◆ WHAT THIS TASK INVOLVES:
Rewrite the rows from the one that contains "Q: Point to the blurred" through the last row, putting "hazy" in place of "blurred" and leaving everything else unchanged.
-------- TASK MATERIAL
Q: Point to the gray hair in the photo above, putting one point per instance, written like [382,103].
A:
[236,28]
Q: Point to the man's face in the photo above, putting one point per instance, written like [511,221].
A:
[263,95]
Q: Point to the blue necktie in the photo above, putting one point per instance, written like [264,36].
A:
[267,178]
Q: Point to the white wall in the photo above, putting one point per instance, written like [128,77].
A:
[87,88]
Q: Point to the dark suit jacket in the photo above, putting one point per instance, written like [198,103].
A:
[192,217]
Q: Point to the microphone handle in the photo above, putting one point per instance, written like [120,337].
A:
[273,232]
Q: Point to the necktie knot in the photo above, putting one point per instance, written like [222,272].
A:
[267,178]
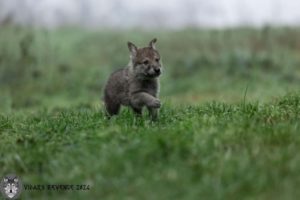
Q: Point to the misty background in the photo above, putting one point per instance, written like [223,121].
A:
[148,14]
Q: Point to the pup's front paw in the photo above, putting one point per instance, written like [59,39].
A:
[155,103]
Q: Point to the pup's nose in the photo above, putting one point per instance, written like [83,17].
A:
[157,71]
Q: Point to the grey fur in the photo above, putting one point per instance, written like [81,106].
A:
[136,85]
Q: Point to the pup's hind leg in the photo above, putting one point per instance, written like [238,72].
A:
[137,111]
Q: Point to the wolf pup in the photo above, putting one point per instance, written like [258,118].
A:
[136,85]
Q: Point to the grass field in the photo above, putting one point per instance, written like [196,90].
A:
[228,128]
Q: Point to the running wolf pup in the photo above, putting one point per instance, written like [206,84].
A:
[136,85]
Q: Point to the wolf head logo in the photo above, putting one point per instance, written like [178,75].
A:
[11,186]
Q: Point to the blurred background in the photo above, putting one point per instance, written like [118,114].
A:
[57,53]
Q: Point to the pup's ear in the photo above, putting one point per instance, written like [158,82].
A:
----------------
◆ FINAL RESULT:
Q: Point to the hazy background in the photo above, putting one point per instance, written like [118,114].
A:
[57,53]
Q: Point to the pup's ear in the photo above, putting one point per instance, written like [158,82].
A:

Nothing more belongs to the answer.